-- Start Source records --

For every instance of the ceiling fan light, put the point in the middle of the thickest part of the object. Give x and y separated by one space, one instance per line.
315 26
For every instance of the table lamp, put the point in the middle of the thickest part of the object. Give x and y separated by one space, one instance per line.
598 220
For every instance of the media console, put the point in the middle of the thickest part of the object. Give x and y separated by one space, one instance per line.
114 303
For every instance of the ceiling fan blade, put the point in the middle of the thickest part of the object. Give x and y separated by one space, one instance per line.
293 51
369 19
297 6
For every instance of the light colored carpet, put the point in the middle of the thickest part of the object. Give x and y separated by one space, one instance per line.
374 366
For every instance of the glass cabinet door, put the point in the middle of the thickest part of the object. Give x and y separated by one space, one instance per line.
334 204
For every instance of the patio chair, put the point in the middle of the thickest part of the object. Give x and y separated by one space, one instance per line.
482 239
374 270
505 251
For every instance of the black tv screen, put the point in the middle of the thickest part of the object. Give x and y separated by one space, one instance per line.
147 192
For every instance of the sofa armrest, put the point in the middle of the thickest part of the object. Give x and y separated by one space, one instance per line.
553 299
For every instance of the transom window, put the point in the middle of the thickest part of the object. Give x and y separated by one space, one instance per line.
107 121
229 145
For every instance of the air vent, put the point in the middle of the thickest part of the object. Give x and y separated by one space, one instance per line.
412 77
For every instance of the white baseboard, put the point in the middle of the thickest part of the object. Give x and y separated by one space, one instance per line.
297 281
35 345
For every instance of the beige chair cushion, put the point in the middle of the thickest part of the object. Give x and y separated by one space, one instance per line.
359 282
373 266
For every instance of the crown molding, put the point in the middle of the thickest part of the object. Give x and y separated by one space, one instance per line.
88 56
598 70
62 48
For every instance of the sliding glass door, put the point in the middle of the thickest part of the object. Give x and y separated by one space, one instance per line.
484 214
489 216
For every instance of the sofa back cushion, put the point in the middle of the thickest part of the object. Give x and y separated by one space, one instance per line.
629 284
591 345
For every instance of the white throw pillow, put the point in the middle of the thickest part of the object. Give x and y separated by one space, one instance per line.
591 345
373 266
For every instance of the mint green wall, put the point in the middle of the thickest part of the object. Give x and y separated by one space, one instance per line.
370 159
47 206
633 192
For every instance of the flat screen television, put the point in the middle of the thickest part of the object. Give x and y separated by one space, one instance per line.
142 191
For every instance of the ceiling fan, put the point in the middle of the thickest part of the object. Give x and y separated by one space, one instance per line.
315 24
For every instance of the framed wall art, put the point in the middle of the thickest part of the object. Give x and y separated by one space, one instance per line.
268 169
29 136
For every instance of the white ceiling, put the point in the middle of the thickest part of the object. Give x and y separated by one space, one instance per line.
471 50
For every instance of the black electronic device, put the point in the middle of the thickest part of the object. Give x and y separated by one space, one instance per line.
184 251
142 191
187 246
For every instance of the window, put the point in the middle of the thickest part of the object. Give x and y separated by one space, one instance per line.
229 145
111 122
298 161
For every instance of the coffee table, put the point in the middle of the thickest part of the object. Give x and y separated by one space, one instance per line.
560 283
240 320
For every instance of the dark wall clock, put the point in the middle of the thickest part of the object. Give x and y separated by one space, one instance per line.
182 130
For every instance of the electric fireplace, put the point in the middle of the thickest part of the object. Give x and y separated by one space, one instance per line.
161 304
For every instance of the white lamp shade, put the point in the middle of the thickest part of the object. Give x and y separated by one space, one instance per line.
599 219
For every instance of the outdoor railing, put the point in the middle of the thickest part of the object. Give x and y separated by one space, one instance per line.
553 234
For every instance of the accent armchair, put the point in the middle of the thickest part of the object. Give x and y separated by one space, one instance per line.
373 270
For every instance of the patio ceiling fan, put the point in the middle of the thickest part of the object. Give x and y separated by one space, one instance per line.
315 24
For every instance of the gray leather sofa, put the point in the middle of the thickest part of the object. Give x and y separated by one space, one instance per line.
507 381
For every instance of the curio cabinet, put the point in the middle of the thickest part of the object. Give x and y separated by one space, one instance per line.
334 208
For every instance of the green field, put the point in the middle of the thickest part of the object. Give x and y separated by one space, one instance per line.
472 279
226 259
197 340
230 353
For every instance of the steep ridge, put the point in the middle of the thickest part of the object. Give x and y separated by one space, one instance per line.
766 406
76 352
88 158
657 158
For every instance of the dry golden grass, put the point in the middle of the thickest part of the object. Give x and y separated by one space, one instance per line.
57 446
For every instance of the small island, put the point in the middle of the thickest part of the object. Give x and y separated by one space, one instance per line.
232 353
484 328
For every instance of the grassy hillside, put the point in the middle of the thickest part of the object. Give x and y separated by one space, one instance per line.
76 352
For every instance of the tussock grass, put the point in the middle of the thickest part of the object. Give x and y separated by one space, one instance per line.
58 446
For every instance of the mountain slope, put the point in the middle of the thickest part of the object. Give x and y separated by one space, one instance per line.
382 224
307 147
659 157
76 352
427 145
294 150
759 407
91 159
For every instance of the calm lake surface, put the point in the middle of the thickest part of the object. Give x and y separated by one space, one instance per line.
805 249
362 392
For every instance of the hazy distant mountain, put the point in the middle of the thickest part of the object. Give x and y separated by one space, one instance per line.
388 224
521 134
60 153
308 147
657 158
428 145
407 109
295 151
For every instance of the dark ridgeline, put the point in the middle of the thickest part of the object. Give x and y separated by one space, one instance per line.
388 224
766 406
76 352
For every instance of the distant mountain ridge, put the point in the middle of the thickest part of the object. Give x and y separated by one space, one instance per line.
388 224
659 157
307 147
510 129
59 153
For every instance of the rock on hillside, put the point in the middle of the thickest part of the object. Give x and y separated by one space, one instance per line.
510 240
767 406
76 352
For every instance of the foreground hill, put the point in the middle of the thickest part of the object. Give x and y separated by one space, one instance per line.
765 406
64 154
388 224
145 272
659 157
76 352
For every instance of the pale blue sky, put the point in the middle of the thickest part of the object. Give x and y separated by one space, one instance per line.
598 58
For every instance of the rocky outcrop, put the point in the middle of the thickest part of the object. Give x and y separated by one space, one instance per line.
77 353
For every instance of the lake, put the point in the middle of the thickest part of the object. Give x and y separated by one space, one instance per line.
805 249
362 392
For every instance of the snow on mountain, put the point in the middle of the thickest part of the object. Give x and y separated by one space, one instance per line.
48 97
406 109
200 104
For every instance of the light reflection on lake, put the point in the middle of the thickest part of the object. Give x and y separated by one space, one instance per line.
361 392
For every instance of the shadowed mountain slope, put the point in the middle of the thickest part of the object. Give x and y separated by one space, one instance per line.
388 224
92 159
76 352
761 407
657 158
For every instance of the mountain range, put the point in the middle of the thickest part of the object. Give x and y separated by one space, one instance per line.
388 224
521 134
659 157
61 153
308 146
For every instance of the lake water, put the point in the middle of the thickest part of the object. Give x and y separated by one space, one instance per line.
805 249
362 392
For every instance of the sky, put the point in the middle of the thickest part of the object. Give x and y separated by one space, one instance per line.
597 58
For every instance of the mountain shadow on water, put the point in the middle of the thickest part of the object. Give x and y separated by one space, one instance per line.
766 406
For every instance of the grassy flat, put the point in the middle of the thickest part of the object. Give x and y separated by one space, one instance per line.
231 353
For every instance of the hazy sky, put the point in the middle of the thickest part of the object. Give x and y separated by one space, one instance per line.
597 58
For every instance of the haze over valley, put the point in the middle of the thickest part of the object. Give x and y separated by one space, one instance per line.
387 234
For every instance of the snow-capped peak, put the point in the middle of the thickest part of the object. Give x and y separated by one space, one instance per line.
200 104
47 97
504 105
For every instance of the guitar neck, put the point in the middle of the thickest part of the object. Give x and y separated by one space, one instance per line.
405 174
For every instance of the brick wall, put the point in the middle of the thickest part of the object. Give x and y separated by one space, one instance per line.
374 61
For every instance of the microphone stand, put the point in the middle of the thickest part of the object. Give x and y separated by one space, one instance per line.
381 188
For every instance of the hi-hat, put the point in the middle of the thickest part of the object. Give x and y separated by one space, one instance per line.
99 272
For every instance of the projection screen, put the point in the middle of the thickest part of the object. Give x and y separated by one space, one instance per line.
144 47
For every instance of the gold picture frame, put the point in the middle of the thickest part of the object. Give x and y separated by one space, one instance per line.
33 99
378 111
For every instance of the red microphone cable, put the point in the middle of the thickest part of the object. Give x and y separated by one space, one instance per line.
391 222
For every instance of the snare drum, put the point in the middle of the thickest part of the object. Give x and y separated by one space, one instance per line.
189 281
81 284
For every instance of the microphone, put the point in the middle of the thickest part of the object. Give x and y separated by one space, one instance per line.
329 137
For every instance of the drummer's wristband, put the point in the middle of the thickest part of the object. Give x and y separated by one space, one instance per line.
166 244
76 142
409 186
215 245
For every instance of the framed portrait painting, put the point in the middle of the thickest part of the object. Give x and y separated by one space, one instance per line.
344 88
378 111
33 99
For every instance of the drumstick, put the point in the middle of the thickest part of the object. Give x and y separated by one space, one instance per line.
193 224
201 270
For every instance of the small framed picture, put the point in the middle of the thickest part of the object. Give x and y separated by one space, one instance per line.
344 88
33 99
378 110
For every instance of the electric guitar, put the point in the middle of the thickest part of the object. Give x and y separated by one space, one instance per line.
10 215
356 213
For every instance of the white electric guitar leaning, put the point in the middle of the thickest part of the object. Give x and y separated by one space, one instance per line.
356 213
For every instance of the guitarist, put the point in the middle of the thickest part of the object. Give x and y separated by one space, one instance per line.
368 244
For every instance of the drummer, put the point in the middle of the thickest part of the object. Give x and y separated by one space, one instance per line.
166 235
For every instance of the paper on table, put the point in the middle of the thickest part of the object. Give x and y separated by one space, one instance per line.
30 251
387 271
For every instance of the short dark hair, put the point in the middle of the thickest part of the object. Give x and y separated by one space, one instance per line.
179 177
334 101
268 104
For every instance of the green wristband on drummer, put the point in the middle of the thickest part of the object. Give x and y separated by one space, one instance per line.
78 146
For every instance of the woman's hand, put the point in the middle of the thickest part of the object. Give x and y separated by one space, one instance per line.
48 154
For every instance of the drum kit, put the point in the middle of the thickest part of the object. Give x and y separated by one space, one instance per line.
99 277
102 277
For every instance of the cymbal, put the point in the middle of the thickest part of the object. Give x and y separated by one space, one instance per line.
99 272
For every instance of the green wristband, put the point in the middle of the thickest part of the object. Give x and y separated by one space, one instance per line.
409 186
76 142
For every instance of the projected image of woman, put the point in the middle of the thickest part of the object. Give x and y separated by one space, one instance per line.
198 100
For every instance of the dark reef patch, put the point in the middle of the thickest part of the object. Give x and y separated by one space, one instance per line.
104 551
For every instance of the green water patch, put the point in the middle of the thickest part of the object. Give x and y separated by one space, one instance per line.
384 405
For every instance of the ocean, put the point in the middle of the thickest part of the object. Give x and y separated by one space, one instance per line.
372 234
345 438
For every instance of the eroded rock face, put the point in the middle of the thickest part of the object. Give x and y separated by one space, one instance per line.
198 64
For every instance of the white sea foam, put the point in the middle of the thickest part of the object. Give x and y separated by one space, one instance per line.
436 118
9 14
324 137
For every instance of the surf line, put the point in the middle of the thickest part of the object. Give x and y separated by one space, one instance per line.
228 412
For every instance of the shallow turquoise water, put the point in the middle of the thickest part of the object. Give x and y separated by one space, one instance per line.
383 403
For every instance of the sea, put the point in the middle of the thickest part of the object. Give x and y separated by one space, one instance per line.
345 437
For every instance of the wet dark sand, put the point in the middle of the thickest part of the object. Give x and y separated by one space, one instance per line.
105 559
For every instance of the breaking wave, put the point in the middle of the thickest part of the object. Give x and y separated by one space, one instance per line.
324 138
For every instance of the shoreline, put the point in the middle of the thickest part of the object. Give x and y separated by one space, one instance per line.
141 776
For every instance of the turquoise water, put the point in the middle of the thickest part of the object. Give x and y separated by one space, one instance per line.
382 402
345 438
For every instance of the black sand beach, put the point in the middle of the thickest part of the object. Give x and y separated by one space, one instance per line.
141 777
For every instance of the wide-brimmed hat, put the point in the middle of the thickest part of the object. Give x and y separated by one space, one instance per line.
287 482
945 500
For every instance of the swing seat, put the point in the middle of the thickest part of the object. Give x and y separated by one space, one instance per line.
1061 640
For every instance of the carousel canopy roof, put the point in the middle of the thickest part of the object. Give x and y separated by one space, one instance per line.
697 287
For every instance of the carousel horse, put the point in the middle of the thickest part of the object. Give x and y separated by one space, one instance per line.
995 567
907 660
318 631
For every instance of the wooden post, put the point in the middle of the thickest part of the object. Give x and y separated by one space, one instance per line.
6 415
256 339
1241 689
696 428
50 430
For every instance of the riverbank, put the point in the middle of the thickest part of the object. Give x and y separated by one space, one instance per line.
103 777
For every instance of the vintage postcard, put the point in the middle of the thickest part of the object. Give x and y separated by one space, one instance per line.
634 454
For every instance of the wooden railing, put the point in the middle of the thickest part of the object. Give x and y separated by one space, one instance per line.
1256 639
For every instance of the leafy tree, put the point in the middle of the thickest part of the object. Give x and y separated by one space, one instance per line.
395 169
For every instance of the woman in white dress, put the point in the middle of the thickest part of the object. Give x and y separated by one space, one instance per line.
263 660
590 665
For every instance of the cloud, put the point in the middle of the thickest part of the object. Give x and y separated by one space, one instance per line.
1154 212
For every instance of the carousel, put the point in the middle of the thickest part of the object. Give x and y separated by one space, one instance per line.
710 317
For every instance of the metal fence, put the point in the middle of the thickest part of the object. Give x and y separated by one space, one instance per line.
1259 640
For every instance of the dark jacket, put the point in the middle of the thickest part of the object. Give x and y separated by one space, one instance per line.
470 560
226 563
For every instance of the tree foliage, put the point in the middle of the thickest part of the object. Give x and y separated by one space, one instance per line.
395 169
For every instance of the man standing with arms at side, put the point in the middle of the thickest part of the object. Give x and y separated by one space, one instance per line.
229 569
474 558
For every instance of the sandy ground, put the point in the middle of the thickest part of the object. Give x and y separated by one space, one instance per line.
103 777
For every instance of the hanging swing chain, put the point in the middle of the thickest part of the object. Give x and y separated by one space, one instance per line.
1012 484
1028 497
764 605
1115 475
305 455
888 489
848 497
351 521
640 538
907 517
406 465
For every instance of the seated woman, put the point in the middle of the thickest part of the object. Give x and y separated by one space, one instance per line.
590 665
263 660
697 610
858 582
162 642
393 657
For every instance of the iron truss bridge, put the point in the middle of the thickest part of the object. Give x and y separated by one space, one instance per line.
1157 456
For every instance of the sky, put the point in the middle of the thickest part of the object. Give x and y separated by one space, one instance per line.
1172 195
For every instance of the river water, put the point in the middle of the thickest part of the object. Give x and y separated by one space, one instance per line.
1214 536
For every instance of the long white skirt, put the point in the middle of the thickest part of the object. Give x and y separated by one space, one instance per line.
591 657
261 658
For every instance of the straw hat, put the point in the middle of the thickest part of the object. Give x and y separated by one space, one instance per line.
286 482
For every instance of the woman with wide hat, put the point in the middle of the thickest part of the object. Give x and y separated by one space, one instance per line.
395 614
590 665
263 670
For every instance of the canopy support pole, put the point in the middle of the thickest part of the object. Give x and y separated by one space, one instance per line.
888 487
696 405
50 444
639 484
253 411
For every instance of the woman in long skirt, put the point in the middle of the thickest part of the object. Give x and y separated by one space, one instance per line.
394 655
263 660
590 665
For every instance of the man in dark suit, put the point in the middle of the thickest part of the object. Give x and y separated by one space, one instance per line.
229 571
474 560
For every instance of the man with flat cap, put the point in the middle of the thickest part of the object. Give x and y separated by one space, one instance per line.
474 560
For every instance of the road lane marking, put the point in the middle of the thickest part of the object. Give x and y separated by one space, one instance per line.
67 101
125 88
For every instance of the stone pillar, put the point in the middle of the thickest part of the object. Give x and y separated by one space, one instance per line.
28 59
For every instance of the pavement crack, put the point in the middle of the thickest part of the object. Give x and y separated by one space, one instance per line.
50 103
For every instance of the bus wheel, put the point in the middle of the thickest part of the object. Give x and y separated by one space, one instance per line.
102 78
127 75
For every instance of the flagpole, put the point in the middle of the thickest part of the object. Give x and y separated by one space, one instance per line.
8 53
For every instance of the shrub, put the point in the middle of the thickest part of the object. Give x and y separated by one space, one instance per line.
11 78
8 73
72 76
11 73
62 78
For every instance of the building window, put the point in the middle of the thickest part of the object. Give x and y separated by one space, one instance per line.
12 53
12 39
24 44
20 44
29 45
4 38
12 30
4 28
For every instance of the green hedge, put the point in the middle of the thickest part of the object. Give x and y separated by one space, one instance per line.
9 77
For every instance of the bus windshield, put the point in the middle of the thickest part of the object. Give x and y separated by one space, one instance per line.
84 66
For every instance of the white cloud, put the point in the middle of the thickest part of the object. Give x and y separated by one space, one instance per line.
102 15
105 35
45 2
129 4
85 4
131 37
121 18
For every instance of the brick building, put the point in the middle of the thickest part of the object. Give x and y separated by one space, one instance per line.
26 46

-- End Source records --

**The task**
Write the part of the entries that opens with the line containing "For every instance of the brick building, put" and runs through the end of the entries as a JSON list of strings, one string per line, leaving out blank lines.

**Finished answer**
[
  "For every instance of the brick building, put the point in the middle of the thickest part of the object. Give x and y separated by one space, one instance per line.",
  "26 46"
]